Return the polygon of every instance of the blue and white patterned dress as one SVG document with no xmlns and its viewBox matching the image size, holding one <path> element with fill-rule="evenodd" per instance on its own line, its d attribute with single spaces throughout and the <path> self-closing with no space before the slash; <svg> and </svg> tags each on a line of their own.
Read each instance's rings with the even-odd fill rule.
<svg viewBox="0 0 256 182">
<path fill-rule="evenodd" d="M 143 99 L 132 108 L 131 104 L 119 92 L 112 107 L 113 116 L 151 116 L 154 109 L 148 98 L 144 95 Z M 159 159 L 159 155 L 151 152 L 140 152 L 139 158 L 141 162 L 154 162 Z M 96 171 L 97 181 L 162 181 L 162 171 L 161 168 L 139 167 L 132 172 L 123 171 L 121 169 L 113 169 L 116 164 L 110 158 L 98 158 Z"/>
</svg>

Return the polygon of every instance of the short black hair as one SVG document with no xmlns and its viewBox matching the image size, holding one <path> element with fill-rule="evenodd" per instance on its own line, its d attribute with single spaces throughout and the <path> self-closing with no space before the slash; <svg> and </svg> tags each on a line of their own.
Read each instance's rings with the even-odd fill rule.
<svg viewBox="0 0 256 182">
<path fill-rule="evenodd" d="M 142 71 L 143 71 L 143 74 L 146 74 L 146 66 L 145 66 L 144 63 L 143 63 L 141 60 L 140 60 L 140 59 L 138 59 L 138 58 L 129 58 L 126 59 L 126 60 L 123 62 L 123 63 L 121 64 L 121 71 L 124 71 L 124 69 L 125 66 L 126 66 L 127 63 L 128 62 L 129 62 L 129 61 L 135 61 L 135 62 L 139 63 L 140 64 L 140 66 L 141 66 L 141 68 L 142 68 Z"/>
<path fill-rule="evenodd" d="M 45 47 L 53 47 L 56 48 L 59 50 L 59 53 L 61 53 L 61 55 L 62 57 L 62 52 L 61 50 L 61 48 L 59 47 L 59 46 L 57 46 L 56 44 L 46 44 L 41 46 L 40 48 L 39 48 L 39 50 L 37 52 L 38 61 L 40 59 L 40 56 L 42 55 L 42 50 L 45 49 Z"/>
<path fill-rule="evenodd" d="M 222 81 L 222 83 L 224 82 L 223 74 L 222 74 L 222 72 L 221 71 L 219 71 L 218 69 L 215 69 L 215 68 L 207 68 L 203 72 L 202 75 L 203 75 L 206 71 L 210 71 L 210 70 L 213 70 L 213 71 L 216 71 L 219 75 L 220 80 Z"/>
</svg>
▬▬▬
## What this task involves:
Rewrite all of the data above, replacing "polygon" with "outline" wherever it occurs and leaving everything else unchanged.

## Correct answer:
Return the outline of every instance of the blue and white patterned dress as one SVG document with no xmlns and its viewBox matching the image size, holding one <path> element with fill-rule="evenodd" per instance on its own line, its d attribute with single spaces throughout and the <path> self-closing with no space before the slash; <svg> and </svg> tags each on a line of their own.
Read each instance's rings with the even-odd fill rule.
<svg viewBox="0 0 256 182">
<path fill-rule="evenodd" d="M 143 99 L 132 108 L 131 104 L 119 92 L 112 107 L 113 116 L 151 116 L 154 109 L 148 98 L 144 95 Z M 159 159 L 159 155 L 151 152 L 140 152 L 139 158 L 141 162 L 154 162 Z M 96 171 L 97 181 L 162 181 L 162 171 L 161 168 L 139 167 L 132 172 L 123 171 L 121 169 L 113 169 L 116 164 L 110 158 L 98 158 Z"/>
</svg>

Return the outline of every instance of the short black hair as one SVG document with no xmlns and its viewBox matching the image size, holding one <path> element with fill-rule="evenodd" per instance on its own line, its d attribute with single spaces throughout and the <path> self-closing with no space before the slash; <svg> and </svg> tags each on a line of their own.
Read each instance's rings with the even-odd fill rule.
<svg viewBox="0 0 256 182">
<path fill-rule="evenodd" d="M 142 71 L 143 71 L 143 74 L 146 74 L 146 66 L 145 66 L 144 63 L 143 63 L 141 60 L 140 60 L 140 59 L 138 59 L 138 58 L 129 58 L 126 59 L 126 60 L 123 62 L 123 63 L 121 64 L 121 71 L 124 71 L 124 69 L 125 66 L 126 66 L 127 63 L 128 62 L 129 62 L 129 61 L 135 61 L 135 62 L 139 63 L 140 64 L 140 66 L 141 66 L 141 68 L 142 68 Z"/>
<path fill-rule="evenodd" d="M 45 47 L 53 47 L 56 48 L 59 50 L 59 53 L 61 53 L 61 55 L 62 57 L 62 52 L 61 50 L 61 48 L 59 47 L 59 46 L 57 46 L 56 44 L 46 44 L 41 46 L 40 48 L 39 48 L 39 50 L 37 52 L 38 61 L 40 59 L 40 56 L 42 55 L 42 50 L 45 49 Z"/>
<path fill-rule="evenodd" d="M 222 81 L 222 83 L 224 82 L 223 74 L 222 74 L 222 72 L 221 71 L 219 71 L 218 69 L 215 69 L 215 68 L 207 68 L 203 72 L 202 75 L 203 75 L 206 71 L 210 71 L 210 70 L 213 70 L 213 71 L 216 71 L 219 75 L 220 80 Z"/>
</svg>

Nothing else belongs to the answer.